Extract —

Wine Pairing Ideas for Summer Entrées

by Elysian Magazine

With its abundance of fresh food, enticing flavors and relaxed atmosphere, summertime presents a great opportunity to explore wine pairing. From backyard gatherings to date night dining, matching warm weather meals with a companion wine can help you accentuate the delicious flavors of the season.

While it’s tempting to pull out full-bodied wines to serve with the main course attraction, delectable summer entrées can benefit from a bit more finesse. Cooking methods, seasonal ingredients, flavors and spices all play a role in creating a match that’s memorable.

In general, three basic ideas of wine pairing for entrées are as follows:

  • Light food pairs with lighter wine while heavier food pairs with full-bodied wines
  • Acidic, sweet and dry wines match with vinegar-based foods, white sauces and BBQ
  • Full bodied, rich, red tannic wines pair with red meats and tomato-based sauces

You’ll find the most popular summer entrées below along with suggested wine pairings designed to either balance or contrast. Use these ideas when creating your next summer menu to help you savor the flavors of warm weather cuisine.


Summer is the perfect time to celebrate fresh seafood offerings and indulge in exquisite pairings of delightful wines to compliment oceanic cuisine. While most think of white wine as the traditional pairing for fish, you might be surprised that lighter reds can be a match for some seafood entrées.

Provided material —
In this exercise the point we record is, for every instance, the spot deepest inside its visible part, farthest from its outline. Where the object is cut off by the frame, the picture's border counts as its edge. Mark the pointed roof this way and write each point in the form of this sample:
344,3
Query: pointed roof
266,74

Aim of the exercise —
Answer these about the wine pairing article:
(a) Which wines go with red meats and tomato-based sauces?
(b) Besides white wine, what can match some seafood entrées?
(c) What four things play a role in creating a memorable match?
Nothing in the listing is needed here.

Exercise solution —
(a) Full bodied, rich, red tannic wines.
(b) Lighter reds.
(c) Cooking methods, seasonal ingredients, flavors and spices.